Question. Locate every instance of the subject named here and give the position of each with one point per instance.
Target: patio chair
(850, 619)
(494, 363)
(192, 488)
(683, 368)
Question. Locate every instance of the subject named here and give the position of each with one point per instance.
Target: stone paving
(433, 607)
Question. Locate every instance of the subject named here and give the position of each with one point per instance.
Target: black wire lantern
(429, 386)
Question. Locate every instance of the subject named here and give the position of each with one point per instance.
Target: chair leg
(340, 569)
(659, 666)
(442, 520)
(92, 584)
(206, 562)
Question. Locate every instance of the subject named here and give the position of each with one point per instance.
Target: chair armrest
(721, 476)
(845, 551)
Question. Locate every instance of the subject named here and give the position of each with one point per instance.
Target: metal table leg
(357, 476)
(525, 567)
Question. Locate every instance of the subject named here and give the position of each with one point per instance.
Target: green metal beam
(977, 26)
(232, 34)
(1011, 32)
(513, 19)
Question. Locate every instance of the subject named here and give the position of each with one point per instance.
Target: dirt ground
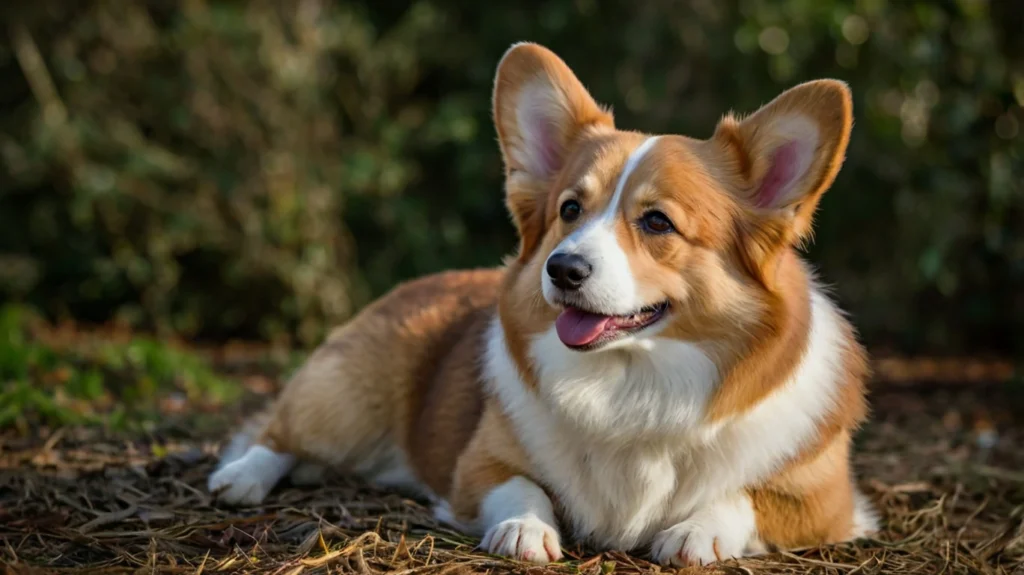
(944, 462)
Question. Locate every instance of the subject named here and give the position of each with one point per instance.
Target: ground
(943, 460)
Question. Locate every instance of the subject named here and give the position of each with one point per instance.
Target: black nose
(567, 271)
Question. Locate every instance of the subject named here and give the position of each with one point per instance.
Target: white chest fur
(617, 437)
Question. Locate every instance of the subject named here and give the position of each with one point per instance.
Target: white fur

> **WHAT TO WORK ON**:
Your task is to restate, word for word, the line with "Target: white chest fur" and all lines after it, ending with the last line of the data.

> **RESULT**:
Target: white chest fur
(617, 437)
Question. Locate every instance of the subject named here and give the position of each with one point per instance.
Target: white fur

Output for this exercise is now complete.